If this is not the vulnerability, perhaps you could enlighten Mikov and the rest of us.
I have not looked at the code in question and have no intention of doing so, but according to the previous comments, the problem is either a compiler bug (though I see that this is disputed) or the code is checking for a NULL reference AFTER it has dereferenced it, which even if it is legal on a particular platform, is a bloody stupid thing to be doing!!!
Either way, this should be trivial to fix (ok - fixing the compiler could take a while if that really is the issue, but it's hardly insurmountable).
But being Linux, I suppose those responsible need to slag each other off and argue and talk shite for a couple of months before anything actually happens. Mmm.... I think I'll stick with BSD, thanks.
You should have just printed the 300 lines of comment as the article, very funny, though perhaps in places not intended.
Fair play though, not a bad piece of code, but this is why we don't use brand spanking kernels. That being said, it is a bit of a non-issue, there are some very specific circumstances and dependencies needed here, and the exploit is a tad flimsy in places- though hey, if it works...
> "This is sort of worrying really. One would have thought that by now the kernel writers would have spent the time to work with gcc and identify all the optimisations and clearly understand which ones are inconsistent with the peculiar constraints of either secure or kernel mode code."
They do, and the gcc team are happy to work with them and add new options or modify optimisations to make the compiler more suitable for their usage. But I don't know of anywhere the kernel team have ever sat down and made a clear list of what they do and don't want the compiler to do; they're a bit reactive rather than proactive, what tends to happen is that some optimisation turns out to cause a problem for some bit of code in the kernel, the kernel team approaches the gcc team and gets the problem addressed, then six months later it all happens again...
>" Indeed, it might be nice if the gcc developers took a moment out to provide a list of know good optimisations that do not rely on assumptions about memory layout, exception behaviour and likely, but not guarenteed, code structure. Maybe adding a --secure-optimisations-only flag would be a good thing. Depending upon other developers to read the fine print of each and every optimisation flag is clearly not enough. "
Now you wait just a cotton-pickin' minute there. Kernel development is hard-core stuff, and not suitable for amateurs and dabblers. You need to know how a computer works from top to bottom to do it, you need to understand everything from hardware and busses and memory accesses and caching to low level assembly and synchronisation and threading techniques up to the level of security and usage patterns and efficient algorithm design - and you need to understand how the toolchain works and what it does. Kernel developers have very special and unusual requirements, and a compiler is a general purpose tool for a broad audience. It is for kernel devs to know and clearly explain their requirements, not for non-experts (compiler devs) to attempt to second-guess them. They should absolutely be expected to read the fine print of the opimisation flags they want to use to build their code - it's only one more drop in the ocean of fine print they need to read and understand to write reliable kernel code.
There seems to be confusion here as to whether it was a compiler bug or a coding error, whether the kernel is flawed or not ...
If it is the compiler optimising away something when it shouldn't have, this is a fail for the compiler developers.
If it's a case of the source code being correct and the compiler optimised away a null check this is a fail for the developers who built the kernel and their process, but not a fail for Linux per se.
If the source code is incorrect then that's a fail for the kernel programmers and no amount of buck passing to the compiler or arguments that it's not a bug will wash.

> [Stated exercise 1]
Repeat the portion of the thread that begins at the words "If this is not" and stops after "it's hardly insurmountable).", keeping every character unchanged.

Dataset rows showing where objects appear:
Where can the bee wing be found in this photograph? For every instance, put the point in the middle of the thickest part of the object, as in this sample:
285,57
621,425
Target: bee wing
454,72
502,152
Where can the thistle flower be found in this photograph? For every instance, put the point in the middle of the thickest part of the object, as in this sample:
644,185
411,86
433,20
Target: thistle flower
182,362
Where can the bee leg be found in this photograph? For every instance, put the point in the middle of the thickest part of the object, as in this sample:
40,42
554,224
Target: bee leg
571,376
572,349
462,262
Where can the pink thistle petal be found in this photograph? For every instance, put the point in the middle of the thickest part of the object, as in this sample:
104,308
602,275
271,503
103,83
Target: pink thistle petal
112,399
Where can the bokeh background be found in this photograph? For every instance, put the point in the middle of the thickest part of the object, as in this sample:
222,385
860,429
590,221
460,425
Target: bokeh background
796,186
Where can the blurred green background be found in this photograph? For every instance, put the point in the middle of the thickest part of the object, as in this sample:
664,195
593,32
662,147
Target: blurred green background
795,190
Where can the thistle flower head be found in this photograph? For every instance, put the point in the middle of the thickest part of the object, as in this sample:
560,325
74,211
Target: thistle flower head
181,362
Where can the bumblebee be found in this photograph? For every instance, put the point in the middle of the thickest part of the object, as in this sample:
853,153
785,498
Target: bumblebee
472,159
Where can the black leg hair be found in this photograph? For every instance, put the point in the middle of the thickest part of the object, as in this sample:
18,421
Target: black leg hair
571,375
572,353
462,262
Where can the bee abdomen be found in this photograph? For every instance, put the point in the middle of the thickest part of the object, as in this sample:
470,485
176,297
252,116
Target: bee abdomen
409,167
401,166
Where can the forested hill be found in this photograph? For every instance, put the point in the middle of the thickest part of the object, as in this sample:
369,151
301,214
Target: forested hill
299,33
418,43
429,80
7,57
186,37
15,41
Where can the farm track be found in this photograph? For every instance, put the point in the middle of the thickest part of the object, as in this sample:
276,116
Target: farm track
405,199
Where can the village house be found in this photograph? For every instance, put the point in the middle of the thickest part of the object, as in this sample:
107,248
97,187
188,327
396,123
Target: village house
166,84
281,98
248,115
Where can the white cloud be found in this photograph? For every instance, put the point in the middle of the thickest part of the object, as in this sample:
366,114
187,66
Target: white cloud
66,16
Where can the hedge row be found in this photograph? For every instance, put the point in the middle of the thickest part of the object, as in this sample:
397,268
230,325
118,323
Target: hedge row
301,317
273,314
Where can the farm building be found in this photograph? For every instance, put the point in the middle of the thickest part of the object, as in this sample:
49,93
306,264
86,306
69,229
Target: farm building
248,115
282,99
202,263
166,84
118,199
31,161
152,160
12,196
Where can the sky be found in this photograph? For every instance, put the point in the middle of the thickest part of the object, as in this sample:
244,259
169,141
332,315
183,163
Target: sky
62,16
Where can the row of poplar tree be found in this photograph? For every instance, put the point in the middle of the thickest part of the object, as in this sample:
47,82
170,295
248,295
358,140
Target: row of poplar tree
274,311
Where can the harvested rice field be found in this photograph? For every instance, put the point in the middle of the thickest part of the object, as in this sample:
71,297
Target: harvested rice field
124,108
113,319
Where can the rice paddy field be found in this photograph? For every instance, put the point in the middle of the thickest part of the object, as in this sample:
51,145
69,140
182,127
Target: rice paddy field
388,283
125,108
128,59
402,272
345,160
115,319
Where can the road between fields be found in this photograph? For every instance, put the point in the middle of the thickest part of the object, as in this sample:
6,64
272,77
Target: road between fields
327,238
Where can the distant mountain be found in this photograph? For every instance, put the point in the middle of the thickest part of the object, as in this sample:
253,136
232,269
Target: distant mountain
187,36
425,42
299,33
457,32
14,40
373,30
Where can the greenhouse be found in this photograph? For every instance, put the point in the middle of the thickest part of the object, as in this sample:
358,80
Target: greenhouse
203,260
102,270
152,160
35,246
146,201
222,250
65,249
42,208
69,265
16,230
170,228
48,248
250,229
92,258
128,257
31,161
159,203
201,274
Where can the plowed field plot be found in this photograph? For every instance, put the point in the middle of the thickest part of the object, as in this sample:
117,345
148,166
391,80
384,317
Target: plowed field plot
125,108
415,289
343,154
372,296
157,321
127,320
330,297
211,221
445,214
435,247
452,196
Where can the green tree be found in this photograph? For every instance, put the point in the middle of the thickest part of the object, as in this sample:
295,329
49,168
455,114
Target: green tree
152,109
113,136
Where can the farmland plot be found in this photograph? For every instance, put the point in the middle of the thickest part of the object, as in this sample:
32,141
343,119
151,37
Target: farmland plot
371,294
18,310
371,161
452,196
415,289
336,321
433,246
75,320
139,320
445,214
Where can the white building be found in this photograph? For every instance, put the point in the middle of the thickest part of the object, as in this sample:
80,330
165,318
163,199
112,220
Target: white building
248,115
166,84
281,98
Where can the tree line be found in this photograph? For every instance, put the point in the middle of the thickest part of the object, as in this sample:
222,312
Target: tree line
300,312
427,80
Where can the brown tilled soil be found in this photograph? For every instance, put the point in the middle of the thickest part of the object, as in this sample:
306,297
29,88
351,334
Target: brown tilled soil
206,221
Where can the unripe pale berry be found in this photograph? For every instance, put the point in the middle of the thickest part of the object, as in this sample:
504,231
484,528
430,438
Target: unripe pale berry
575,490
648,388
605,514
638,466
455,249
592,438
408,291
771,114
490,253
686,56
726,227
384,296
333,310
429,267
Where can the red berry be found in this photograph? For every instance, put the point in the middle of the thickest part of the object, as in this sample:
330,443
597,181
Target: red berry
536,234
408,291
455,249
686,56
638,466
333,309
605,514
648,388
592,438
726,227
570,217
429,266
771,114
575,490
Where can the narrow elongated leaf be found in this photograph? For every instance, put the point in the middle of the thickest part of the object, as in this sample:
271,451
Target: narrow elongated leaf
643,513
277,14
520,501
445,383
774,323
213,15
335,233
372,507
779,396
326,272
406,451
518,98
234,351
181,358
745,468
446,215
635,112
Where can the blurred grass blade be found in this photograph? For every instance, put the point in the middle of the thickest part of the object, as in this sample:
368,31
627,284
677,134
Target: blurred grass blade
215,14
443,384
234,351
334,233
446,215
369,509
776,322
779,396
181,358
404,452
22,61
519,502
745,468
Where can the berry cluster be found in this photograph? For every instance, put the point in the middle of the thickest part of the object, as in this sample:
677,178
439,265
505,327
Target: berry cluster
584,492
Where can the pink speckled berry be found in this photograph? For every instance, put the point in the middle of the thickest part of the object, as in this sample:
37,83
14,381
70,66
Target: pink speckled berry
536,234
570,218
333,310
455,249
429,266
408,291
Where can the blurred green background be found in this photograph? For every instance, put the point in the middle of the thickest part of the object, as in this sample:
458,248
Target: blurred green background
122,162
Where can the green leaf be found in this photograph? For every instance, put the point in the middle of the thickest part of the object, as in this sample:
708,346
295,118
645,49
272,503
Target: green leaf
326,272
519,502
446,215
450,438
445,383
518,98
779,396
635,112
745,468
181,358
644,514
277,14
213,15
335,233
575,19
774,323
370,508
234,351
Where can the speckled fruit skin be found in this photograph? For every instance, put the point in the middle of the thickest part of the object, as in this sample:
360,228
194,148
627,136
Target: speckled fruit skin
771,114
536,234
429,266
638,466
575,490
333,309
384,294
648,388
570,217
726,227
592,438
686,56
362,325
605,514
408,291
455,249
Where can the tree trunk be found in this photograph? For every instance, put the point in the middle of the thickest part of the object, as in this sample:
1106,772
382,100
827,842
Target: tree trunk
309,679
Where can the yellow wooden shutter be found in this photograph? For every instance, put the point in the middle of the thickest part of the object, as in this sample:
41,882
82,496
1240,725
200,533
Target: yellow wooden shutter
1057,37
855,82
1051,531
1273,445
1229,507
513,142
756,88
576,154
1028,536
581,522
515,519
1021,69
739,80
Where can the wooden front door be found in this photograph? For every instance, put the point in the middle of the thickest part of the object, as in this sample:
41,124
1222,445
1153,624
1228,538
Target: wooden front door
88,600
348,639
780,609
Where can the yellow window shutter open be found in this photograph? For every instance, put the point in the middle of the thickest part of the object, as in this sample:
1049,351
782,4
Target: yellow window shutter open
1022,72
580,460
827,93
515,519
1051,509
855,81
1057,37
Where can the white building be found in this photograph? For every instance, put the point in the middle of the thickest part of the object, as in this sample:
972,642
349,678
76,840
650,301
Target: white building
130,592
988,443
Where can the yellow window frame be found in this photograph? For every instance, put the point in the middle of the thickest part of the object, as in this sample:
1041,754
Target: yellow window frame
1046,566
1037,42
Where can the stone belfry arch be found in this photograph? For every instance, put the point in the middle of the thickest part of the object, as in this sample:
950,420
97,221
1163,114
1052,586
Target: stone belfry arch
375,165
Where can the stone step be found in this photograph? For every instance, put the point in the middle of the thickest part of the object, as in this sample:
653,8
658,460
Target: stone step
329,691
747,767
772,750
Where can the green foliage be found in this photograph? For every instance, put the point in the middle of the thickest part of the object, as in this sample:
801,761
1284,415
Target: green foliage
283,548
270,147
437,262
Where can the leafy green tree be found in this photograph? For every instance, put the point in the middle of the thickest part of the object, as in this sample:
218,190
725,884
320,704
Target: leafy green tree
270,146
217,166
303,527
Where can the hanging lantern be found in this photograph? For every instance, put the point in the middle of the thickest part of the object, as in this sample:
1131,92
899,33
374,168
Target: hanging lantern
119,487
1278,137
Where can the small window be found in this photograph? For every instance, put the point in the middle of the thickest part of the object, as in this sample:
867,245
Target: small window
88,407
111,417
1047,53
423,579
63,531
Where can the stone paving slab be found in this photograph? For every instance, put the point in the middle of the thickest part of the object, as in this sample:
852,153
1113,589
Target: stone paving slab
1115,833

> [Stated exercise 2]
Gather every line of the records that contains the string "fields", treating uppercase and lowercase as different.

> [Worked answer 1]
If this is not the vulnerability, perhaps you could enlighten Mikov and the rest of us.
I have not looked at the code in question and have no intention of doing so, but according to the previous comments, the problem is either a compiler bug (though I see that this is disputed) or the code is checking for a NULL reference AFTER it has dereferenced it, which even if it is legal on a particular platform, is a bloody stupid thing to be doing!!!
Either way, this should be trivial to fix (ok - fixing the compiler could take a while if that really is the issue, but it's hardly insurmountable).

> [Worked answer 2]
Where can the road between fields be found in this photograph? For every instance, put the point in the middle of the thickest part of the object, as in this sample:
Target: road between fields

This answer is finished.